_Task list:_
1) Copy the passage of the palbociclib pharmacology text between "Pharmacodynamics: Cardiac Electrophysiology: The" and "of 28 days.", inclusive.
2) In the palbociclib pharmacology text, list every abbreviation given in parentheses, each with the full term it stands for.

Pharmacology: Mechanism of Action: Palbociclib is an inhibitor of cyclin-dependent kinases (CDK) 4 and 6. Cyclin D1 and CDK4/6 are downstream of signaling pathways which lead to cellular proliferation. In vitro, palbociclib reduced cellular proliferation of estrogen receptor (ER)-positive breast cancer cell lines by blocking progression of the cell from G1 into S phase of the cell cycle. Treatment of breast cancer cell lines with the combination of palbociclib and antiestrogens leads to decreased retinoblastoma (Rb) protein phosphorylation resulting in reduced E2F expression and signaling and increased growth arrest compared to treatment with each drug alone. In vitro treatment of ER-positive breast cancer cell lines with the combination of palbociclib and antiestrogens led to increased cell senescence compared to each drug alone, which was sustained for up to 6 days following palbociclib removal and was greater if antiestrogen treatment was continued. In vivo studies using a patient-derived ER-positive breast cancer xenograft model demonstrated that the combination of palbociclib and letrozole increased the inhibition of Rb phosphorylation, downstream signaling, and tumor growth compared to each drug alone.
Human bone marrow mononuclear cells treated with palbociclib in the presence or absence of an anti-estrogen in vitro did not become senescent and resumed proliferation following palbociclib withdrawal.
Pharmacodynamics: Cardiac Electrophysiology: The effect of palbociclib on the QT interval corrected for heart rate (QTc) was evaluated using time-matched electrocardiograms (ECGs) evaluating the change from baseline and corresponding pharmacokinetic data in 77 patients with breast cancer. Palbociclib had no large effect on QTc (i.e., >20 ms) at 125 mg once daily for 21 consecutive days followed by 7 days off treatment to comprise a complete cycle of 28 days.

_Supplied data:_

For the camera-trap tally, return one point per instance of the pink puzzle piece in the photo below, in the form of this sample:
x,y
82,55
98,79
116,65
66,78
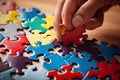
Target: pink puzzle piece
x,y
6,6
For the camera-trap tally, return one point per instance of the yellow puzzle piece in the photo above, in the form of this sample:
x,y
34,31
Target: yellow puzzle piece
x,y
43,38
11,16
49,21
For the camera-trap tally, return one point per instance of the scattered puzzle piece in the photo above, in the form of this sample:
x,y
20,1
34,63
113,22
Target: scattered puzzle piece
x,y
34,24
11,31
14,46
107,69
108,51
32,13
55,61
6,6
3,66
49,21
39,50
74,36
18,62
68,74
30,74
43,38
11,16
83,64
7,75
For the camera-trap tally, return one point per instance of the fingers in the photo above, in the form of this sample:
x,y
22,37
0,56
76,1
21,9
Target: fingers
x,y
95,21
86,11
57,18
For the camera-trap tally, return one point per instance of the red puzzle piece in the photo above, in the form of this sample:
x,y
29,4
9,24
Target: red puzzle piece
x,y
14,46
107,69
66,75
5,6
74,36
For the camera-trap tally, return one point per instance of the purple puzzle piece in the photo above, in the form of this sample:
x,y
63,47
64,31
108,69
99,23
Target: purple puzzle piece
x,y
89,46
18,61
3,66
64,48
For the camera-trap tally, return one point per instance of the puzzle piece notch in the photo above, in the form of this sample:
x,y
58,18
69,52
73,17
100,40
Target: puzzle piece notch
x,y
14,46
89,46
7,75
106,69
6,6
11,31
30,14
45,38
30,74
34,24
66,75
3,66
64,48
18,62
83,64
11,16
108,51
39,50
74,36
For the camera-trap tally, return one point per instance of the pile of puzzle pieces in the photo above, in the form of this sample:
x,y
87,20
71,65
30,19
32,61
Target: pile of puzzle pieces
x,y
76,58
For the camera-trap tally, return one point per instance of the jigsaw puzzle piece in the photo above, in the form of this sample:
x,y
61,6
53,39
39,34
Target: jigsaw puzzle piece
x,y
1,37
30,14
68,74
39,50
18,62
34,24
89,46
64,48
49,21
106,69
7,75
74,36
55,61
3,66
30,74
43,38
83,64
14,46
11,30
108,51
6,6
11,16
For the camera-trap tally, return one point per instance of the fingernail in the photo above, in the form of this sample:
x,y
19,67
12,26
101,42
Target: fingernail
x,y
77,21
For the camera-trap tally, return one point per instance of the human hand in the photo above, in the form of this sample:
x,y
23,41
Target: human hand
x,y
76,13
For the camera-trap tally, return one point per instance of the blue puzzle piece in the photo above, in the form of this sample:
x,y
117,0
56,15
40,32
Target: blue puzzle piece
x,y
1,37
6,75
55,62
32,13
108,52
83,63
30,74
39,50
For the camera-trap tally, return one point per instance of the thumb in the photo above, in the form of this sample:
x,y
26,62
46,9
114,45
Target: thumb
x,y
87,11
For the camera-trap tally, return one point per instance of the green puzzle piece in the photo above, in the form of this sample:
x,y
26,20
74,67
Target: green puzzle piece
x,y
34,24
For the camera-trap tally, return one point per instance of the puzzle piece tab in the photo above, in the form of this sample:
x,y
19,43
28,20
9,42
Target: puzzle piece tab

_Answers by item number:_
1)
Pharmacodynamics: Cardiac Electrophysiology: The effect of palbociclib on the QT interval corrected for heart rate (QTc) was evaluated using time-matched electrocardiograms (ECGs) evaluating the change from baseline and corresponding pharmacokinetic data in 77 patients with breast cancer. Palbociclib had no large effect on QTc (i.e., >20 ms) at 125 mg once daily for 21 consecutive days followed by 7 days off treatment to comprise a complete cycle of 28 days.

2)
- CDK: cyclin-dependent kinases
- ER: estrogen receptor
- Rb: retinoblastoma
- QTc: QT interval corrected for heart rate
- ECGs: electrocardiograms